═══ DOKUMENT

Der Arbeitgeber meinte deshalb, die Klägerin könne die Differenz allenfalls für die letzten drei Monate fordern. Dieser Auffassung war auch das Arbeitsgericht gefolgt, so dass die Klägerin nur einen kleinen Teil ihrer Ansprüche erhalten hätte.

Im Berufungsverfahren vor dem Landesarbeitsgericht Mecklenburg-Vorpommern wurde das Urteil jedoch kassiert. Bei einer sittenwidrigen Vergütung sei grundsätzlich davon auszugehen, dass der Arbeitgeber nicht versehentlich oder unbeabsichtigt, sondern vorsätzlich Lohnwucher betreibt.

Nachzahlung von fast 12.000 €

Eine Ausschlussklausel, die Ansprüche wegen vorsätzlichen Handelns ausnimmt, sei auch in einem solchen Fall nicht anwendbar.

Außerdem könne sich ein Arbeitgeber bei sittenwidrigem Lohn schon grundsätzlich nicht auf Ausschlussfristen berufen, da dies dem Rechtsgrundsatz von „Treu und Glauben“ wiederspreche.

Das Landesarbeitsgericht hat den Arbeitgeber daher verurteilt, für den gesamten eingeklagten Zeitraum von über drei Jahren die Differenz zur geltend gemachten üblichen Vergütung nachzuzahlen. Die Klägerin hat eine Nachzahlung von fast 12.000 € erhalten.

Anmerkung der Redaktion:

Durch das Mindestlohngesetz ist das Problem von Ausschlussfristen bei sittenwidriger Vergütung seit 2015 zumindest deutlich entschärft worden. Denn zur Durchsetzung des Anspruchs auf den Mindestlohn gelten grundsätzlich keine Ausschlussfristen.

Innerhalb der gesetzlichen Verjährungsfrist von drei Jahren kann deshalb der Anspruch auf den Mindestlohn immer eingefordert bzw. eingeklagt werden.

══════

#### AUFGABE:
Entnimm dem Dokument wortgetreu die Passage zwischen „Außerdem könne sich“ und „12.000 € erhalten.“, beide Stellen eingeschlossen.

═══ EXTRAHIERTE EINTRÄGE

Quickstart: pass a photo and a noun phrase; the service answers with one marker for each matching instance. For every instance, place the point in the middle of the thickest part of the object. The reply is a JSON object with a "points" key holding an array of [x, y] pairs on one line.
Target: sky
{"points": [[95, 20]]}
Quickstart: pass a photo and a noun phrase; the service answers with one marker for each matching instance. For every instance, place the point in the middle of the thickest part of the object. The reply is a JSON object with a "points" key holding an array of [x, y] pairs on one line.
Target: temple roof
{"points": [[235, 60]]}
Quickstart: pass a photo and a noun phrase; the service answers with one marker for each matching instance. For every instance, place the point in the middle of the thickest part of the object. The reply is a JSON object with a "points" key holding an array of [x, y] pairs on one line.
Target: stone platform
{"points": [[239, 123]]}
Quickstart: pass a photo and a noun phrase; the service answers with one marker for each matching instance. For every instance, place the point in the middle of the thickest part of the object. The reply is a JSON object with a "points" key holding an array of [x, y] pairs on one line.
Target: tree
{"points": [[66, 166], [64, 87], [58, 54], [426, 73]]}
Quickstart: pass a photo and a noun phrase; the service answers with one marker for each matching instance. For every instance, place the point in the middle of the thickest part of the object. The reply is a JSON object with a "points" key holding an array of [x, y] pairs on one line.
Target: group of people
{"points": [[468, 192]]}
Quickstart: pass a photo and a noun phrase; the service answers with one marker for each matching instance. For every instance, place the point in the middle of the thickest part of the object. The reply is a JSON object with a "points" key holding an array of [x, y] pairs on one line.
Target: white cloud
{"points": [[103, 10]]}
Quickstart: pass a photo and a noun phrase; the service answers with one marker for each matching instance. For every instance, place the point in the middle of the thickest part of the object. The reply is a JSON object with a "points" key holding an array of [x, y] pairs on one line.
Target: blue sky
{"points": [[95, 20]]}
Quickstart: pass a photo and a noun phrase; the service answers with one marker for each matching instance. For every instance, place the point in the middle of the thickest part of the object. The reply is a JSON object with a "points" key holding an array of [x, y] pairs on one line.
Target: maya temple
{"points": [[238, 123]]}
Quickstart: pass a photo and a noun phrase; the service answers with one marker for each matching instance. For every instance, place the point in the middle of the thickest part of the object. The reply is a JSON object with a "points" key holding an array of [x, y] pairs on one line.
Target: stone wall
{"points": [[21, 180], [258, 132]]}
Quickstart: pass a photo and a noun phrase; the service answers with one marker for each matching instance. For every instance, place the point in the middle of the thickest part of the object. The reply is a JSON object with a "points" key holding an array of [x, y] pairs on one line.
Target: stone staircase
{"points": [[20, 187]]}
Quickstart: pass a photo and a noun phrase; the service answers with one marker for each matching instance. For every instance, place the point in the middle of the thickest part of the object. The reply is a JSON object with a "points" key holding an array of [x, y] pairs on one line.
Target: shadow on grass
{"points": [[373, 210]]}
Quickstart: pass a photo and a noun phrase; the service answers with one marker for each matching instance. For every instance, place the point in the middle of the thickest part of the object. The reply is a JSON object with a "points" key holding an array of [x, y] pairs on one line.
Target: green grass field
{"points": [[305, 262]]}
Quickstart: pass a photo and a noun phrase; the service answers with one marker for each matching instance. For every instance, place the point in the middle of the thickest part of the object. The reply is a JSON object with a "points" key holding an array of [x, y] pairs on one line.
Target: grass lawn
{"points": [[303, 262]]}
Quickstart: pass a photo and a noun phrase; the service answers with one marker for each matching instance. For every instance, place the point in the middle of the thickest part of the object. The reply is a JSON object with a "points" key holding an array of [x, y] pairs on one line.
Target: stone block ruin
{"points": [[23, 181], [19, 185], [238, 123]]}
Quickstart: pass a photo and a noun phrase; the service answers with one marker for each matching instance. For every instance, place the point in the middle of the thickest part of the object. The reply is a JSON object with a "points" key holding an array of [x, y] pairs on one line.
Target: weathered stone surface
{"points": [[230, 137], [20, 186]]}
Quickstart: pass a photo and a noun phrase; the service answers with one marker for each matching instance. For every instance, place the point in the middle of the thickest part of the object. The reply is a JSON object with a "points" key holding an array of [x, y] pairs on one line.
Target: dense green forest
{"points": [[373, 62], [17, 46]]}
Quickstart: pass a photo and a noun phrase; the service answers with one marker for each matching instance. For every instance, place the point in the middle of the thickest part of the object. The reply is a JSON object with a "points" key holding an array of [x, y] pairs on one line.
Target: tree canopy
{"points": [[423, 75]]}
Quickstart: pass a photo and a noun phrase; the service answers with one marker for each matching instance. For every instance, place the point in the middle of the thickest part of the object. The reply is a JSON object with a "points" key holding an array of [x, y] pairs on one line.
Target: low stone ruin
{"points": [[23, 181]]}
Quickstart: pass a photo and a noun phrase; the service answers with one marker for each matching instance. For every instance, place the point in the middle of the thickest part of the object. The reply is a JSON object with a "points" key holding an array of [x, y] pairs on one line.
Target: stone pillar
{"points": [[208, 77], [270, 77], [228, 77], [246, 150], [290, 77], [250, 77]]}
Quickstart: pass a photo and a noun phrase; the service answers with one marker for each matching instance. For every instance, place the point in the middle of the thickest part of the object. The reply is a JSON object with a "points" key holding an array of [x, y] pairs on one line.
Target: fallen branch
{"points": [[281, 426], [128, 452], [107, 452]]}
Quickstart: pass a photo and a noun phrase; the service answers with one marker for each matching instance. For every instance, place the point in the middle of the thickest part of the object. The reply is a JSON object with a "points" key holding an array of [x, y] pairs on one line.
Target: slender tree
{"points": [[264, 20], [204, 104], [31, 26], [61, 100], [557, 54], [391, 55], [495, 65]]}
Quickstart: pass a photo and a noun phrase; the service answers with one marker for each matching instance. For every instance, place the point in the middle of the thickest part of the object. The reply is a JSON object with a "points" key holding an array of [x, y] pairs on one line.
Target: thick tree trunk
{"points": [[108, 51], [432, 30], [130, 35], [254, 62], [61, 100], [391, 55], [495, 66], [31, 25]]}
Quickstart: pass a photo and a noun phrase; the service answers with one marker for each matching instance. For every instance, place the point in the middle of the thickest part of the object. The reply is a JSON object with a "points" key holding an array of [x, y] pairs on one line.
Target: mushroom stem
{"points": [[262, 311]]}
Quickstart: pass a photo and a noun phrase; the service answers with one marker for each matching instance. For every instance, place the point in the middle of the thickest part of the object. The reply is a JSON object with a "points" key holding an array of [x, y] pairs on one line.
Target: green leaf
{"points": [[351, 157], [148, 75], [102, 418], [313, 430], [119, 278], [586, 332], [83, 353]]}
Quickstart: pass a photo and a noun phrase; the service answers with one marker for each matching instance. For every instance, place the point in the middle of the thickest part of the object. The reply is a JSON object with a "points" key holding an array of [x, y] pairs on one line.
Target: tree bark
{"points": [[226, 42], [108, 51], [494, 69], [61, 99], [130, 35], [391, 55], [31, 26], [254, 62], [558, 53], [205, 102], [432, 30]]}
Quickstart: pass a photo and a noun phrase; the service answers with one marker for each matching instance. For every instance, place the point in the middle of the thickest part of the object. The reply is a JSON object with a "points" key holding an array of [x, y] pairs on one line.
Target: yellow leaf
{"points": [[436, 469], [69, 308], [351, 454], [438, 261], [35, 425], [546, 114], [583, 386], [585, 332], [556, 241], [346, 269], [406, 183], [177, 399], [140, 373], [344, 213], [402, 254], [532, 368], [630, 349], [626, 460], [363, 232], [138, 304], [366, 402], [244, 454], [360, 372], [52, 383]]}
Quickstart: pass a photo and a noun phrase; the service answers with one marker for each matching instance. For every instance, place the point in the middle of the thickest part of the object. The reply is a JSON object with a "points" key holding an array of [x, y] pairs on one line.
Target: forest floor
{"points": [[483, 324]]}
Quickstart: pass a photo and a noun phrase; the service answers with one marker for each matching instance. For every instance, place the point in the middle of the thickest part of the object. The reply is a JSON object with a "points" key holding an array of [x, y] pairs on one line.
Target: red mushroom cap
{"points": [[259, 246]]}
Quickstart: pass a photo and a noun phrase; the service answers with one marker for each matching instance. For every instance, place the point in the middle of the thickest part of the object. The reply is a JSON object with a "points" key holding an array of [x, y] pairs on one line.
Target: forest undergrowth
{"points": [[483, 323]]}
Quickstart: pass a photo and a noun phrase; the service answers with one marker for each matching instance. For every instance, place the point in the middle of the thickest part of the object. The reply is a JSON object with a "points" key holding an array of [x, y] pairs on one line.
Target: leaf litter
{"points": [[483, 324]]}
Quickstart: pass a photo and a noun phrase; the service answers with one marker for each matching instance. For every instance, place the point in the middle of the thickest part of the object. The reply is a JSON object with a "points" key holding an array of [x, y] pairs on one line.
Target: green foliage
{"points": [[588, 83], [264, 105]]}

══════

#### LÖSUNG:
Außerdem könne sich ein Arbeitgeber bei sittenwidrigem Lohn schon grundsätzlich nicht auf Ausschlussfristen berufen, da dies dem Rechtsgrundsatz von „Treu und Glauben“ wiederspreche.

Das Landesarbeitsgericht hat den Arbeitgeber daher verurteilt, für den gesamten eingeklagten Zeitraum von über drei Jahren die Differenz zur geltend gemachten üblichen Vergütung nachzuzahlen. Die Klägerin hat eine Nachzahlung von fast 12.000 € erhalten.